**TESTO**:
↓↓↓
Partendo da un libro, quello del gesuita Carlo Maria Curci, pubblicato nel 1846, emerge anche la possibilità che il poeta Giacomo Leopardi sia morto (il 14 giugno del 1837) a Castellammare di Stabia, dove si era recato per la cura delle acque. La traccia è rappresentata da una lettera contenuta nel testo di Curci, una missiva che gli fu inviata dal suo confratello Francesco Scarpa. Della circostanza che il poeta sia morto, dopo essersi recato nella città stabiese, è convinto lo storico Angelo Acampora, che – è riportato nell’articolo de la Repubblica, che ha realizzato un focus sul mistero del decesso di Leopardi – si occupa di storia del Grand Tour e di viaggiatori stranieri in penisola sorrentina da oltre trent’anni.

Ma qui s’inserisce la figura di Antonio Ranieri e il mistero sulle spoglie di Leopardi. L’amico di Giacomo fece di tutto per negare che la morte del Recanatese fosse dovuta al colera, ma andasse invece attribuita a idropisia. Nella biografia ” Sette anni di sodalizio con Giacomo Leopardi”, Ranieri scrisse: ” E il mercoledì, quattordici di giugno, alle ore cinque dopo il mezzodì, mentre una carrozza l’attendeva, per ricondurlo (ultima e disperata prova) al suo casino, ed egli divisava future gite e future veglie campestri, le acque, che già da gran tempo tenevano le vie del cuore, abbondarono micidialmente nel sacco che lo ravvolge, ed oppressa la vita alla sua prima origine, quel grande uomo rendette sorridendo il nobilissimo spirito fra le braccia di un suo amico che lo amò e lo pianse senza fine”.

Raccontando del clima di Capodimonte, Ranieri ricordò come i medici consigliarono di portare il poeta per l’autunno “all’azione vivificante, e prodigiosamente diuretica insieme, dell’aria vesuviana”, ricordando che Leopardi nell’agosto 1836, ” al primo ed ancora lontano annunzio” del colera ” desiderò di ridursi nel suo casinuccio” a Torre del Greco.
↑↑↑
**DATI FORNITI**:
↓↓↓
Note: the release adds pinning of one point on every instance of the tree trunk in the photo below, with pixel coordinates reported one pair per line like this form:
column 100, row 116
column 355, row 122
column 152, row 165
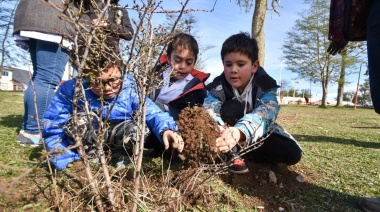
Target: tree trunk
column 342, row 80
column 258, row 32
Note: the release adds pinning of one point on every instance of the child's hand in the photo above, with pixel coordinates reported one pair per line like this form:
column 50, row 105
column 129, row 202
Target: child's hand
column 102, row 23
column 229, row 137
column 173, row 137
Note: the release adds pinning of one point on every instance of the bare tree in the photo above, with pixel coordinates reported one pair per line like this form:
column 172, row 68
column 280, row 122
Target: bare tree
column 258, row 21
column 10, row 53
column 306, row 44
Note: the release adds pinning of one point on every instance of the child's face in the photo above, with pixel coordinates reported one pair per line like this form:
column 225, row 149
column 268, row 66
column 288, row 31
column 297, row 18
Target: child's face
column 182, row 62
column 110, row 81
column 238, row 69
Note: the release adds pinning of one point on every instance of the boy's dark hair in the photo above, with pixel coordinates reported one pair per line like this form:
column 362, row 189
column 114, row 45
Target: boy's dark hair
column 242, row 43
column 185, row 41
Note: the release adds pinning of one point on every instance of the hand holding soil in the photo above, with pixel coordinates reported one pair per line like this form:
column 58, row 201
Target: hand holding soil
column 174, row 138
column 229, row 137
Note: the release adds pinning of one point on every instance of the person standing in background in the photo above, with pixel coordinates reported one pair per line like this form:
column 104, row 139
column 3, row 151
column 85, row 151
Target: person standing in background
column 38, row 28
column 368, row 204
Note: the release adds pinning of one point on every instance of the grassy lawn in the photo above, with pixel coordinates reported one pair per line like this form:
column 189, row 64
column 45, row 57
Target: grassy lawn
column 341, row 163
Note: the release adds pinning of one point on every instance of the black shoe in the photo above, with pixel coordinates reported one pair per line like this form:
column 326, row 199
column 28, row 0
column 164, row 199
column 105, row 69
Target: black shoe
column 367, row 204
column 235, row 163
column 238, row 166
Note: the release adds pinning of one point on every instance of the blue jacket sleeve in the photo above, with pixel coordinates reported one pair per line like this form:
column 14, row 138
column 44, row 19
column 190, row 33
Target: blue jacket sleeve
column 262, row 119
column 55, row 118
column 212, row 105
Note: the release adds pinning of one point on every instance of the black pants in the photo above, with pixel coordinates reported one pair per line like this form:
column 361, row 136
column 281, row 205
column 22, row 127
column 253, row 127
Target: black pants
column 276, row 148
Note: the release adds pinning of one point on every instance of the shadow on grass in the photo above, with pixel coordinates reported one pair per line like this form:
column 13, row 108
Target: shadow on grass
column 287, row 193
column 12, row 121
column 312, row 138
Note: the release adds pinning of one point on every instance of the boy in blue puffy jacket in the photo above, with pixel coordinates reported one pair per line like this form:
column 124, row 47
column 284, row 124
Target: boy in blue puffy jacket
column 243, row 101
column 105, row 85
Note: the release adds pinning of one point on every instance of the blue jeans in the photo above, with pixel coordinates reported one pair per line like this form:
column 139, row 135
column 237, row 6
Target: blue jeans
column 49, row 61
column 373, row 49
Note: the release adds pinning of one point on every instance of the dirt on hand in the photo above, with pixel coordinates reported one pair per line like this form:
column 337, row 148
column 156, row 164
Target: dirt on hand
column 199, row 132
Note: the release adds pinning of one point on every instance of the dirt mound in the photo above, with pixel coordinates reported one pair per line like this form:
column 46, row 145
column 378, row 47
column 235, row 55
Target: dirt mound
column 199, row 132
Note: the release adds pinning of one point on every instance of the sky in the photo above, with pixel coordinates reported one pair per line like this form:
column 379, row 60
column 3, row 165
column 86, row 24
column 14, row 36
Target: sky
column 228, row 19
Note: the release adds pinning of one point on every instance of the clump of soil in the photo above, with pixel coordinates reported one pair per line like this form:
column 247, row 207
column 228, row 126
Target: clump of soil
column 199, row 132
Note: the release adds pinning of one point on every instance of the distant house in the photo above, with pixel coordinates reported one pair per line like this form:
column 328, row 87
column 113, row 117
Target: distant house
column 292, row 100
column 14, row 79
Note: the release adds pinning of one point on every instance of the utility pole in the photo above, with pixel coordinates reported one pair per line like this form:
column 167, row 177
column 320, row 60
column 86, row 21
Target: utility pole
column 357, row 87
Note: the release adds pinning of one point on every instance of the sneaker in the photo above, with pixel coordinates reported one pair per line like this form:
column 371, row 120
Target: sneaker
column 26, row 139
column 367, row 204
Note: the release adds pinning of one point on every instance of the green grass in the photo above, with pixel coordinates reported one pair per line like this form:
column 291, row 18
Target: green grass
column 342, row 153
column 341, row 162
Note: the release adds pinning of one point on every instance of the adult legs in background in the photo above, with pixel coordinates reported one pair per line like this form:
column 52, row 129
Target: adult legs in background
column 49, row 61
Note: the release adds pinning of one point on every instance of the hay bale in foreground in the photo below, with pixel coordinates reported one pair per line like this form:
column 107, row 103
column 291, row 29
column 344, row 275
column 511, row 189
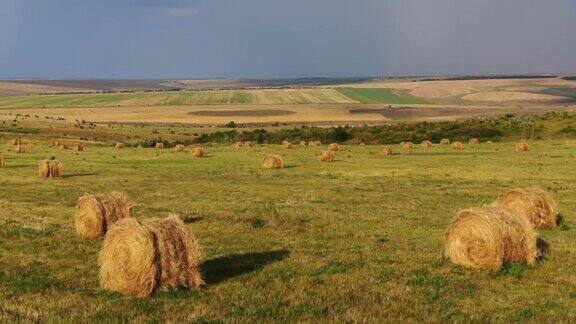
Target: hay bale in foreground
column 273, row 161
column 522, row 146
column 385, row 151
column 538, row 206
column 128, row 259
column 50, row 168
column 95, row 214
column 327, row 156
column 487, row 237
column 457, row 146
column 197, row 152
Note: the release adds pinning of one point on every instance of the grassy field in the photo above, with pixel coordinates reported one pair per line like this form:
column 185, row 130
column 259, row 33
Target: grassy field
column 379, row 96
column 358, row 239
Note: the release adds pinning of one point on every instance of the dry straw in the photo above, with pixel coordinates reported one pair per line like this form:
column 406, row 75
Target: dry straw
column 272, row 161
column 96, row 213
column 327, row 156
column 197, row 152
column 538, row 206
column 50, row 168
column 487, row 237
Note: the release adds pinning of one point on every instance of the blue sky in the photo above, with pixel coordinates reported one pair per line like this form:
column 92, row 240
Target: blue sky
column 282, row 39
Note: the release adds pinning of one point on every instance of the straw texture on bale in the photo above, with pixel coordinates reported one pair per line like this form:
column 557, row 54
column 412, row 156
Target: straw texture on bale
column 95, row 214
column 327, row 156
column 128, row 259
column 50, row 168
column 487, row 237
column 197, row 152
column 538, row 206
column 522, row 146
column 273, row 161
column 457, row 146
column 386, row 151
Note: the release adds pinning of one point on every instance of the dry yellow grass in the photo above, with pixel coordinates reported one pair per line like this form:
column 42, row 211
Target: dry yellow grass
column 487, row 237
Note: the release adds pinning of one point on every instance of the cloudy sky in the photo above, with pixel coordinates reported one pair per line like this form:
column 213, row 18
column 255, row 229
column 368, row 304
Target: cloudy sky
column 281, row 39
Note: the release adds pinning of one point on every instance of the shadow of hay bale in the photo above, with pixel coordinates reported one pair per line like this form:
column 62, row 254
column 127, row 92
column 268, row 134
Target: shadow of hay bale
column 223, row 268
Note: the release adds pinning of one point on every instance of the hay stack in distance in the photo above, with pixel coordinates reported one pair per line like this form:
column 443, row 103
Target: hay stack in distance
column 96, row 213
column 487, row 237
column 273, row 161
column 536, row 205
column 197, row 152
column 50, row 168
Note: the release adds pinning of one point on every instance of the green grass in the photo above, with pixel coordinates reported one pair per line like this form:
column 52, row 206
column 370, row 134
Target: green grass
column 355, row 240
column 379, row 96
↑↑↑
**ISTRUZIONI**:
[1] Rispondi in base al testo sulla morte di Leopardi.
(a) In che anno fu pubblicato il libro del gesuita Carlo Maria Curci?
(b) Da quanto tempo Angelo Acampora si occupa di storia del Grand Tour e di viaggiatori stranieri in penisola sorrentina?
(c) A quale causa, invece del colera, Ranieri volle attribuire la morte del poeta?
[2] Trascrivi dal testo sulla morte di Leopardi il brano che comincia con le parole "Partendo da un" e fermati dopo le parole "da oltre trent’anni.".
[3] Prosegui il testo sulla morte di Leopardi a partire dal punto in cui si interrompe.
Le voci riportate non servono per questo lavoro.

**SOLUZIONI**:
[1]
(a) Nel 1846.
(b) Da oltre trent'anni.
(c) All'idropisia.

[2]
Partendo da un libro, quello del gesuita Carlo Maria Curci, pubblicato nel 1846, emerge anche la possibilità che il poeta Giacomo Leopardi sia morto (il 14 giugno del 1837) a Castellammare di Stabia, dove si era recato per la cura delle acque. La traccia è rappresentata da una lettera contenuta nel testo di Curci, una missiva che gli fu inviata dal suo confratello Francesco Scarpa. Della circostanza che il poeta sia morto, dopo essersi recato nella città stabiese, è convinto lo storico Angelo Acampora, che – è riportato nell’articolo de la Repubblica, che ha realizzato un focus sul mistero del decesso di Leopardi – si occupa di storia del Grand Tour e di viaggiatori stranieri in penisola sorrentina da oltre trent’anni.

[3]
Queste considerazioni spingono Acampora a ipotizzare che proprio per l’aggravarsi della malattia è attendibile la testimonianza del gesuita Scarpa sulla presenza del poeta a Castellammare, dove stava provando a trovare sollievo dai suoi malanni e a sfuggire al colera. Come proverebbe il fatto che il suo corpo non è stato mai rinvenuto e che in quella che Ranieri aveva indicato come sua tomba nella chiesa di San Vitale a Fuorigrotta nel 1900 vennero ritrovati pochi resti ossei non compatibili con quelli di Leopardi, e che quindi, morto di colera, il corpo sia finito nelle fosse comuni delle Fontanelle.

Per seppellire un morto in una cappella gentilizia dall’aprile del 1837 a Napoli era necessario l’assenso reale. Napoli nel 1837 aveva 351 mila abitanti, e i morti di colera furono 28 mila. Il distretto di Castellammare registrava 133 mila residenti, e i morti per colera furono duemila.

Acampora ipotizza quindi che Leopardi morì a Castellammare, in carrozza, forse di ritorno da una delle sue visite alle terme. E che per evitare venisse sepolto in una fossa comune, Ranieri lo riportò a Napoli, nella casa di vico Pero 2, quartiere Stella, dove fu dichiarato morto.